What is being asked >>
Count the lines in the data below that have "yellow" in them, and reply with only that number.
Segment Start: Data for this task
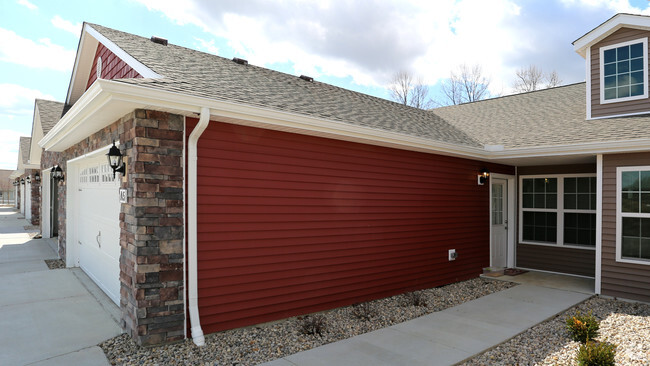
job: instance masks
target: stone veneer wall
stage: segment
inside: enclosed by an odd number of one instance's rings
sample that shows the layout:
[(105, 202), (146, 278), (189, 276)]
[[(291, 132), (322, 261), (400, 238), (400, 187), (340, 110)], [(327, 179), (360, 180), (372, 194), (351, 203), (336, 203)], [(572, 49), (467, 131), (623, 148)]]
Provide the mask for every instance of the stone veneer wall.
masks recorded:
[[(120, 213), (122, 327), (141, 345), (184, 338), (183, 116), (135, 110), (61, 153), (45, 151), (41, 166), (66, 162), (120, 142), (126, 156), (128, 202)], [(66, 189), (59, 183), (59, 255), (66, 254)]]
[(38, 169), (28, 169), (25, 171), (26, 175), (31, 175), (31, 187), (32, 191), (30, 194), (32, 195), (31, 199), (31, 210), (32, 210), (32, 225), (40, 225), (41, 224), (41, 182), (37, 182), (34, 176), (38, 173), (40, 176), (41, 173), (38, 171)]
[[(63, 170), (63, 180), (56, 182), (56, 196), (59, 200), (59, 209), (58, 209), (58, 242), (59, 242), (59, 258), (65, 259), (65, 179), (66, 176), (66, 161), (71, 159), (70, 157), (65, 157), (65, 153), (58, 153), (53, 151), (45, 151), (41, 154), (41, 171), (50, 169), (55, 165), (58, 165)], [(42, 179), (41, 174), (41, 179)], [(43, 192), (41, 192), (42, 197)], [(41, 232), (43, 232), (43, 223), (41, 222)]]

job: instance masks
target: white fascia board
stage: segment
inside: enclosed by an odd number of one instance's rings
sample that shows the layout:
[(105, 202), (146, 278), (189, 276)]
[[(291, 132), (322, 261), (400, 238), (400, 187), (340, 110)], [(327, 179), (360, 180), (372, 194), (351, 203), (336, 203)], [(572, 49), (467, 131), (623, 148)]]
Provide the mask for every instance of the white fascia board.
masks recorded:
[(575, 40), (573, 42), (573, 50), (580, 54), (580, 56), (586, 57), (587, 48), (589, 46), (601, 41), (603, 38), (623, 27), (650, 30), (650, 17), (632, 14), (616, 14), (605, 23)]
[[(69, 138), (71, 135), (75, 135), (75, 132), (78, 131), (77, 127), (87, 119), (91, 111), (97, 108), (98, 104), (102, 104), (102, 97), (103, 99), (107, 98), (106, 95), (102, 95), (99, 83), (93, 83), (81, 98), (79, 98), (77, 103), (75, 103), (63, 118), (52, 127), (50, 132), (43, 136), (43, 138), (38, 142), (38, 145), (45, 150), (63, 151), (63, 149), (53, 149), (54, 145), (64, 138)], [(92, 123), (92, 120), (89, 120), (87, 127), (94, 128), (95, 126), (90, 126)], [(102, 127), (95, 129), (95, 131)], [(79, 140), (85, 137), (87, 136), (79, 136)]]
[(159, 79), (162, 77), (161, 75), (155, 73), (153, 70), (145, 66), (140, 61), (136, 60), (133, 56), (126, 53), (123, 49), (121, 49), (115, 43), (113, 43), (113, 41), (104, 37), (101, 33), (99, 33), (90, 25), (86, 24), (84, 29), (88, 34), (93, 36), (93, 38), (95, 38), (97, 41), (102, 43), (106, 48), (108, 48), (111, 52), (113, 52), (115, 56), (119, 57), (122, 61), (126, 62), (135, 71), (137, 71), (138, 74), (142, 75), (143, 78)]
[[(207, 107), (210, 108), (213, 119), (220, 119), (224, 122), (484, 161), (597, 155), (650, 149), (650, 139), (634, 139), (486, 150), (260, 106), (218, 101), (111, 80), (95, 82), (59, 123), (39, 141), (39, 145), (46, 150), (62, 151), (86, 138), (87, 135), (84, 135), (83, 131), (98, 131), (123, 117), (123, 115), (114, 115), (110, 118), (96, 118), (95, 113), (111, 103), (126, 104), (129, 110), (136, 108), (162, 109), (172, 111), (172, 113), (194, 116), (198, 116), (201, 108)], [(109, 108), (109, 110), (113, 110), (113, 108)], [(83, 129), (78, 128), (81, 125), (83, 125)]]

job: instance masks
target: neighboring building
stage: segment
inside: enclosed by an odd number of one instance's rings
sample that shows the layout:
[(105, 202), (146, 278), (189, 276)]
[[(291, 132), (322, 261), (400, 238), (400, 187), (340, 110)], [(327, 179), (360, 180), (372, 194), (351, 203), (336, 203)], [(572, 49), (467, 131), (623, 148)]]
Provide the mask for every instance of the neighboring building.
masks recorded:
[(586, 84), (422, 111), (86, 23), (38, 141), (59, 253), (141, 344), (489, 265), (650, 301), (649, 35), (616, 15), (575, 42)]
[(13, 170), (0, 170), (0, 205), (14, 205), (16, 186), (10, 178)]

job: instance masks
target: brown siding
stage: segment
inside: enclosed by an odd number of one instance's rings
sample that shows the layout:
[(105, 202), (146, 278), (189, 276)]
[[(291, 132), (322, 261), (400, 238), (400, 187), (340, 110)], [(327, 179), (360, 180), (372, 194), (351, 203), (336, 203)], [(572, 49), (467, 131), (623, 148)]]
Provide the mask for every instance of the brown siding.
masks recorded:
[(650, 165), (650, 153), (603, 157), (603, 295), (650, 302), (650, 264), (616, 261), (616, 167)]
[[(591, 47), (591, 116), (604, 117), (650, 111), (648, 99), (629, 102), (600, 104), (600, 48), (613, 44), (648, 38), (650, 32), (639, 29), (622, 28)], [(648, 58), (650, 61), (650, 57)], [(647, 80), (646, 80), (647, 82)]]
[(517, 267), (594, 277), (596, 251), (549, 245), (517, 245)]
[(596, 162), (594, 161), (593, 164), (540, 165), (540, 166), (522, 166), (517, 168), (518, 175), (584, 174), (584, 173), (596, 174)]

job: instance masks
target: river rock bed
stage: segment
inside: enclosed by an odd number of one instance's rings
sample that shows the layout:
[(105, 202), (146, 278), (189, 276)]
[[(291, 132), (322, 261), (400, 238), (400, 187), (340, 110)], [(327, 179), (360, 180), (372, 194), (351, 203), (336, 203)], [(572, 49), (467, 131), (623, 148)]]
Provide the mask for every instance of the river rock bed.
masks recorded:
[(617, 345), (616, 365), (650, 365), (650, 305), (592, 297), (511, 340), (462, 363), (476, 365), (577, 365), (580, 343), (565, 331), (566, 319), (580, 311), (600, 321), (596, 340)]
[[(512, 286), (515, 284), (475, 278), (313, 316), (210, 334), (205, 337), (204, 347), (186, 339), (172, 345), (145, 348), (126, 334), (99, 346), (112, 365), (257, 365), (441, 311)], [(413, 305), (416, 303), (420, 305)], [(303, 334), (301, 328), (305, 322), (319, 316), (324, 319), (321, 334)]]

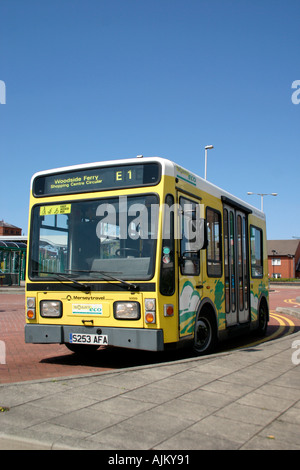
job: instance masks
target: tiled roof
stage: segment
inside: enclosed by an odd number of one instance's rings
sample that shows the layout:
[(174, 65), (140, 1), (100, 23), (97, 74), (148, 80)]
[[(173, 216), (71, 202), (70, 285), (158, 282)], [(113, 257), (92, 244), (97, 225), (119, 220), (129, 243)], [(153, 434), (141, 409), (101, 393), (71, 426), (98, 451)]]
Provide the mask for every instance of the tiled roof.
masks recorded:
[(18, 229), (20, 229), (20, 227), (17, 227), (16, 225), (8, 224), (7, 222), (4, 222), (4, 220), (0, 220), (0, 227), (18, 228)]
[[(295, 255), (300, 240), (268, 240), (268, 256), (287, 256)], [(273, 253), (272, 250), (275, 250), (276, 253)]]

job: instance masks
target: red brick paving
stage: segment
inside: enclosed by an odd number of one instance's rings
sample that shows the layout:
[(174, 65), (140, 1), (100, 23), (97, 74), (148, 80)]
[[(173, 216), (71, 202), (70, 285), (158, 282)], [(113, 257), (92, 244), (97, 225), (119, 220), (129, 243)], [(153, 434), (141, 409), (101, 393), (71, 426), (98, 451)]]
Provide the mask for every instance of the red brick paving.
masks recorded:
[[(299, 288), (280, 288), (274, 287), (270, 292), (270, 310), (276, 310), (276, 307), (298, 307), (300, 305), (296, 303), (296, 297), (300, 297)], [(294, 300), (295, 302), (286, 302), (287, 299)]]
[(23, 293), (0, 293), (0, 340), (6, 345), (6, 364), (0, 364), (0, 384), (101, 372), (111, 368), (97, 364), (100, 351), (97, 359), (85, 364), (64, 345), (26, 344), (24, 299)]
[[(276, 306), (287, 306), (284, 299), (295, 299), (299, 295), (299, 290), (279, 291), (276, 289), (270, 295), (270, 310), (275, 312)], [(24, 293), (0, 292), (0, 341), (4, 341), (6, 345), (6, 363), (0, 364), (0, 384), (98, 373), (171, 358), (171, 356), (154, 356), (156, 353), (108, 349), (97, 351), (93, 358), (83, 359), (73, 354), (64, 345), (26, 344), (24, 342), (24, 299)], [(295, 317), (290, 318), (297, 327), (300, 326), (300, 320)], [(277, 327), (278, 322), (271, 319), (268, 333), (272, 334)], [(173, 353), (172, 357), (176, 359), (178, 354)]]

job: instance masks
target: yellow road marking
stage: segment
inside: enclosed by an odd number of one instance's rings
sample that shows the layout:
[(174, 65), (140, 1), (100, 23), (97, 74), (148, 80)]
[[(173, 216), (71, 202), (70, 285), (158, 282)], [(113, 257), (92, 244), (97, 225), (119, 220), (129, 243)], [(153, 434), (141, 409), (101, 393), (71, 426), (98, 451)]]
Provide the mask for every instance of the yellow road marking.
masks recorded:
Segment End: Data for this task
Solution to the problem >>
2